- Texte fourni
╭──

Le livre de Brown a été critiqué par plusieurs historiens car la notion «lesbienne» est un anachronisme pour l’époque. Benedetta était alors considérée comme une «nonne possédée» ou «une mystique trompeuse». Pour d’autres en revanche, l’étude de Judith Brown était précurseure dans la redécouverte de l'histoire des femmes et de la sexualité. Il paraît en tout cas évident que le comportement transgressif et iconoclaste de Benedetta a fasciné Verhoeven. La vie de Benedetta est en effet le signe d’une crise profonde que traverse l’Église catholique, incapable de trouver une réponse à la peste qui sévit en Italie.

╰──

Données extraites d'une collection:

╭──

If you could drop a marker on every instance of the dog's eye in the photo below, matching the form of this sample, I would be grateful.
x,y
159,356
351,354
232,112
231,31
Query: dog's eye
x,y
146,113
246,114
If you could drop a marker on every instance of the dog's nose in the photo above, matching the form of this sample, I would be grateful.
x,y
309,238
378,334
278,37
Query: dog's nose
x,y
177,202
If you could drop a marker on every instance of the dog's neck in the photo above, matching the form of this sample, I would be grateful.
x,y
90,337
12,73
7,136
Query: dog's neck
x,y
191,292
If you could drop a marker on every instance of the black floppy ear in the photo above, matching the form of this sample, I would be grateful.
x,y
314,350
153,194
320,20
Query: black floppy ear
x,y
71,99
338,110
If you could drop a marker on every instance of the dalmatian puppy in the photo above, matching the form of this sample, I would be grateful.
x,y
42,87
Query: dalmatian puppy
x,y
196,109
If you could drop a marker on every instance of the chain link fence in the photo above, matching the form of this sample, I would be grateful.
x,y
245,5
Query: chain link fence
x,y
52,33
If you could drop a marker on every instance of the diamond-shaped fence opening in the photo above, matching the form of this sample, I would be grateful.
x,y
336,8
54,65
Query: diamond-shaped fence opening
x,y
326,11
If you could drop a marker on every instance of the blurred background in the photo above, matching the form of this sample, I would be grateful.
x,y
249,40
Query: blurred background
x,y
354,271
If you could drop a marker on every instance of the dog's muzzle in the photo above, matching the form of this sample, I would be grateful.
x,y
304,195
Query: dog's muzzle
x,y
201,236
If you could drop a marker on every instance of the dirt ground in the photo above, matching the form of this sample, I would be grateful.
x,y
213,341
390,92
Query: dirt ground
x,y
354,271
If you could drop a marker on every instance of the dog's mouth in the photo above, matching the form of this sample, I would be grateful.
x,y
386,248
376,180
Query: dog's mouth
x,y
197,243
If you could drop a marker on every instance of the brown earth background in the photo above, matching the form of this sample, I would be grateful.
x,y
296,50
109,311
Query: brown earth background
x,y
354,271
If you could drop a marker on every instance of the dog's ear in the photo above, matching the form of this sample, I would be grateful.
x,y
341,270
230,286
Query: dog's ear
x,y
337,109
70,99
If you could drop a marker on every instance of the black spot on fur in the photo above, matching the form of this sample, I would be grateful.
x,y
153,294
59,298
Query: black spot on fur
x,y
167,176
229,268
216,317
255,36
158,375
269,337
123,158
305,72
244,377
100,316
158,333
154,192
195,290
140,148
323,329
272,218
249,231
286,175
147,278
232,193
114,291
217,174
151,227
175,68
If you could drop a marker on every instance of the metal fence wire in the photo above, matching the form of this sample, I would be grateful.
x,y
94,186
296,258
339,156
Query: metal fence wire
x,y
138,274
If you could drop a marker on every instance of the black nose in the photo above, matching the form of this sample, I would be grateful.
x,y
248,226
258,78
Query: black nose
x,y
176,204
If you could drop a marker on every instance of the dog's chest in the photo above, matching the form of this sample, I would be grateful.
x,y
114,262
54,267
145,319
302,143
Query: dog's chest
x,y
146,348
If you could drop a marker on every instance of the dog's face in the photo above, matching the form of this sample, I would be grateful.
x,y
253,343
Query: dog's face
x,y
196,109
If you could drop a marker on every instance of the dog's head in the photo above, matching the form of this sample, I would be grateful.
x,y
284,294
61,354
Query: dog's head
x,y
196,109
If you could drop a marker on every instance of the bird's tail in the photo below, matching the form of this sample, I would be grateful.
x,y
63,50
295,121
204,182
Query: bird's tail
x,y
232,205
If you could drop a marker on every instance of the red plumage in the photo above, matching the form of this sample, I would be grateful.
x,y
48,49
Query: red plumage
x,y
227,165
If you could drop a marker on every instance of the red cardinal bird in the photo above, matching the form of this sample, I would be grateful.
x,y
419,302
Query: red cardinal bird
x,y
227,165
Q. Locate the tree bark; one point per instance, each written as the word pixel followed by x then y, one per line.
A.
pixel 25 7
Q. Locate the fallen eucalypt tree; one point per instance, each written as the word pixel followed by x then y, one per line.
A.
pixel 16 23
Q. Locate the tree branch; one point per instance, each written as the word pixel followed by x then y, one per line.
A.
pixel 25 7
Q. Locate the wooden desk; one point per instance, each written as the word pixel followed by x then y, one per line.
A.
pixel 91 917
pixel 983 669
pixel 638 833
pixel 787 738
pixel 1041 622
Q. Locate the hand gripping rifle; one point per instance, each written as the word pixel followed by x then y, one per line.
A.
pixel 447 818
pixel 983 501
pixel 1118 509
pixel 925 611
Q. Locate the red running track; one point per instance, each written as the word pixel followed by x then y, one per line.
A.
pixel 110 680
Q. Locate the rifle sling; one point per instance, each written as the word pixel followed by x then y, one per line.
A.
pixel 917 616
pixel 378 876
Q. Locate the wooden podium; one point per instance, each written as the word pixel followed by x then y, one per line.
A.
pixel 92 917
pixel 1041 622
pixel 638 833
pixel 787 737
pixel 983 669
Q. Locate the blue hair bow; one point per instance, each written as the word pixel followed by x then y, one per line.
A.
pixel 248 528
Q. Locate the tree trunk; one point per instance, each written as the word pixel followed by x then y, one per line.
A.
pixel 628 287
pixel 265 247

╰──

- Tâches à réaliser
1) Quelles expressions le texte sur Benedetta place-t-il entre guillemets ?
2) D'après le texte sur Benedetta, à quoi l'Église catholique était-elle incapable de trouver une réponse ?
3) Mettez à jour le texte sur Benedetta : reprenez tout ce qui va de «Le livre de» jusqu'à «sévit en Italie.», en remplaçant «Verhoeven» par «le réalisateur».

- Les réponses
1) «lesbienne» ; «nonne possédée» ; «une mystique trompeuse»

2) À la peste qui sévit en Italie.

3)
Le livre de Brown a été critiqué par plusieurs historiens car la notion «lesbienne» est un anachronisme pour l’époque. Benedetta était alors considérée comme une «nonne possédée» ou «une mystique trompeuse». Pour d’autres en revanche, l’étude de Judith Brown était précurseure dans la redécouverte de l'histoire des femmes et de la sexualité. Il paraît en tout cas évident que le comportement transgressif et iconoclaste de Benedetta a fasciné le réalisateur. La vie de Benedetta est en effet le signe d’une crise profonde que traverse l’Église catholique, incapable de trouver une réponse à la peste qui sévit en Italie.